▶ **DOCUMENT TEXT**
────

As a Moments subpage, all spoilers are unmarked as per policy. You Have Been Warned.

  • The ore-crusher scene. Dear god.
  • Also the scene where an FBI agent has been covered in Shoggoth acid and can only yell gibberish as Hoover tries to get him to say what he ran into. Eventually, Hoover takes out a gun and shoots him. He then turns to you and says: "What're you looking at me like that for? He was an agent, he knew the risks!"
  • And about the Shoggoth itself. It's gigantic, capable of forming eyes, mouths, tentacles and weird "blossom"-things wherever it wants to attack you. One thing that was added to the Shoggoth for this game that makes it even worse is that its entire body is highly corrossive, able to burn you with the slightest touch. Staring at the abomination will have Jack lose sanity so quickly that his vision warps and blurs while he mutters to himself in sheer panic.
  • When the Fishmen in the Hell Hotel try to kill Jack in his sleep. And they learn he's awake and aware of what's going on. And he's completely unarmed. You then have to push shelves and lock doors on your way out as fast as you possibly can.
    • During the chase, you stumble into the bedroom of a nearby building, rudly awakening a Deep One Hybrid in her nightgown, screaming bloody murder. Fan Disservice at its finest.
    • The manager's office, which is full of body parts crammed into the file cabinet. There's also a document where he talks about how he'll have to wait to cannibalize his victims until a few hours after they've eaten next time, because the stench of their innards was awful.
    • The build-up to this incident also doesn't help. Jack arrives in town, and pretty much no one is cooperative, much less comprehensible half the time with their abnormal faces and expressions. And every once in a while, you might notice a moving shadow just out of the corner of your vision - or glance out a window and notice the vague silhouette of something distinctly not human out there, watching you before escaping continued sight. Occasionally the screen will suddenly shift to the perspective of something else, moving in your footsteps or around your location, and when it swaps back, whatever was tailing you may or may not be there.

────

▶ **MATERIAL FOR THIS TASK**
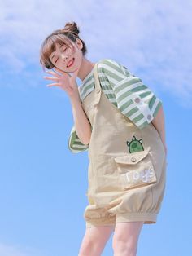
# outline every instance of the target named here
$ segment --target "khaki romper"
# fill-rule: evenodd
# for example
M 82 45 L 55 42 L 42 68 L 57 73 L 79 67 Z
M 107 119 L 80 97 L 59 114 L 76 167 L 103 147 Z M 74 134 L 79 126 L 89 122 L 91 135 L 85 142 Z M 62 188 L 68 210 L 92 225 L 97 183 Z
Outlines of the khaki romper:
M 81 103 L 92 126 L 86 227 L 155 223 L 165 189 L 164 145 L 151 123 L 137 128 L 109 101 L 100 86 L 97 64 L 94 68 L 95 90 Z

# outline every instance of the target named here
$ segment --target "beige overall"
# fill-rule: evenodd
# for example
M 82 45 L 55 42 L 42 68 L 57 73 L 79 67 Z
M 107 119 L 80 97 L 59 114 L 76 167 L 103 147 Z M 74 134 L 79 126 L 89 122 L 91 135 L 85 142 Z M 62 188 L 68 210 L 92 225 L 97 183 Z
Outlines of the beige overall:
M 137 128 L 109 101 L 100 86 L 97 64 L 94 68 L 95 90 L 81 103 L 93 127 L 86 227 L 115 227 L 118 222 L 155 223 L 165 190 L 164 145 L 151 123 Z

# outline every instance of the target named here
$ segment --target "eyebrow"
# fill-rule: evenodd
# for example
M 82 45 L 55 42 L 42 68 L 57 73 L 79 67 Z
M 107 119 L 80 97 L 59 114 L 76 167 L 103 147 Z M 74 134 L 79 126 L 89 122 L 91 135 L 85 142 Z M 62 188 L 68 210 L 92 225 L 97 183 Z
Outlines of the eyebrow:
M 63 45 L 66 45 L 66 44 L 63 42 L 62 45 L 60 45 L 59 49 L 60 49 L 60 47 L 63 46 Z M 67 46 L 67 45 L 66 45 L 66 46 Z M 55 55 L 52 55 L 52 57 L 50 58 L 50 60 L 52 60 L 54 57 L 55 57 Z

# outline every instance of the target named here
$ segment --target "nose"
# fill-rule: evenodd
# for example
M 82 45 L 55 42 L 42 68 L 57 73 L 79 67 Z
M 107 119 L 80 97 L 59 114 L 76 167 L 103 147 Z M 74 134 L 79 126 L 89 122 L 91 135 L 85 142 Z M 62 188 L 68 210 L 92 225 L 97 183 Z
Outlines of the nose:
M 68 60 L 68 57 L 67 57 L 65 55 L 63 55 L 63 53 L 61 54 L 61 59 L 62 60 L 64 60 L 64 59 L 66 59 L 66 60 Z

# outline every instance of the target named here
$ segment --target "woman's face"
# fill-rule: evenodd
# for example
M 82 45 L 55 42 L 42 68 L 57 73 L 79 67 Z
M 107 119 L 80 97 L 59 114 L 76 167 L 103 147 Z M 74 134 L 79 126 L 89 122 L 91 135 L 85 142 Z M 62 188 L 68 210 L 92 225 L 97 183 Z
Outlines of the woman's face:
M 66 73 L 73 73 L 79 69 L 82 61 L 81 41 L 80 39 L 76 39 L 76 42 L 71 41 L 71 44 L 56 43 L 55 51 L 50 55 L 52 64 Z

────

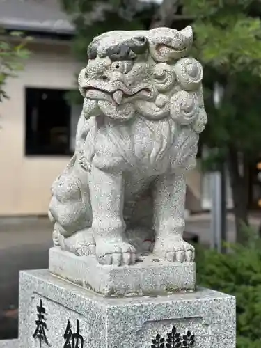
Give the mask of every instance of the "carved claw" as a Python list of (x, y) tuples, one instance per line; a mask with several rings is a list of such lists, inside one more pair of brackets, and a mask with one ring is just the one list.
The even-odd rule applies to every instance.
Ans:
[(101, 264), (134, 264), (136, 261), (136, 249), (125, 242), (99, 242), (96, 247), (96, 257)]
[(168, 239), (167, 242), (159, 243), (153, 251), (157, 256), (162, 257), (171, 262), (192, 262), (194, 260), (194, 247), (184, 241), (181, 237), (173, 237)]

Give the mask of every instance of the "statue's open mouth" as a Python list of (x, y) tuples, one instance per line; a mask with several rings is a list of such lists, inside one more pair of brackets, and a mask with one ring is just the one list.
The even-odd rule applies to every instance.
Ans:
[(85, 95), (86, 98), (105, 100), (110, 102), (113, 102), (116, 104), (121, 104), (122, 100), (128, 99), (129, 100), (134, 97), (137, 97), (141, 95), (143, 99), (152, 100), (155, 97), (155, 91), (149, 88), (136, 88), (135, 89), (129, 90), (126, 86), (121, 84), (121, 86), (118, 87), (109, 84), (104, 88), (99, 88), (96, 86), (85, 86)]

────

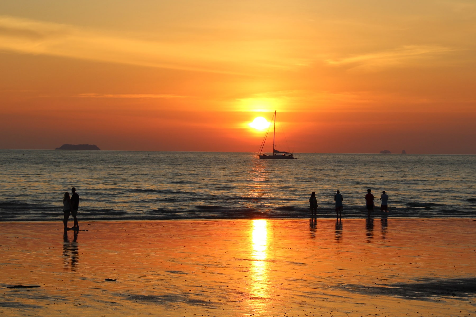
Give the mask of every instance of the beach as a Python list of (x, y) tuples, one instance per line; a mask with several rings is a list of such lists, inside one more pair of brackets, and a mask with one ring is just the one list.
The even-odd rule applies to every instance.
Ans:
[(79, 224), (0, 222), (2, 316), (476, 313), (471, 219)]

────

▶ **STATED TASK 1**
In the records, write out the lines as a JSON list of strings, one string per line and blank lines left out, starting with the line that contains "Give the mask of every instance of the beach" and going on through the line that contains "[(79, 224), (0, 222), (2, 316), (476, 313), (471, 219)]".
▶ **STATED TASK 2**
Continue the list of frightening game moments from where it stops.

▶ **FINAL ANSWER 1**
[
  "Give the mask of every instance of the beach as a Python list of (x, y) tuples, one instance per line; a mask with several rings is a list of such lists, inside one more pair of brackets, and a mask with one ring is just the one list.",
  "The even-odd rule applies to every instance.",
  "Ans:",
  "[(79, 224), (0, 222), (2, 316), (476, 313), (471, 219)]"
]

▶ **FINAL ANSWER 2**
  • The hanged, rotting body of a woman you find in the half-destroyed basement. Complete with Jump Scare.
    Jack: Holy shit!
  • The almshouse, filled with normal, elderly humans that clearly haven't been outside in a long time. It's literally falling apart, the beds are soaked with the smell of sweat and urine, and the building's proprietor is dead and rotting in one of the hallways.
  • Ramona's mother, whose transformation into a Deep One was so complete that her husband had no choice but to lock her in the attic. When you go to inspect the door, she roars in your face and batters down the door with ease, knocking you out while she mauls her own daughter downstairs. You then awake to discover Thomas Waite cradling Ramona's bloodied body, sobbing uncontrollably. And it gets worse: the Innsmouth Police bust the door open and drag Thomas away with the full intention of having him lynched.
    Thomas Waite: They've taken the last thing I loved away from me!
  • Ramona Waite herself. Yes, she's an innocent little girl and one of the few friendly faces in Innsmouth. However, investigating her coloring book reveals drawings of horrific beings and eldritch sigils. Worst of all, her mother is a full-blown Deep One, meaning that she was doomed to become another fish-faced monstrosity in the end.
    • Thomas Waite ended up taking the "Third Oath" of the Order of Dagon, which was to sire a child with a Deep One. Meaning that his wife always looked like that.
    Ramona Waite: Mommy bites. Daddy says we have to keep her up there for her own good.
    Jack Walters: Excuse me?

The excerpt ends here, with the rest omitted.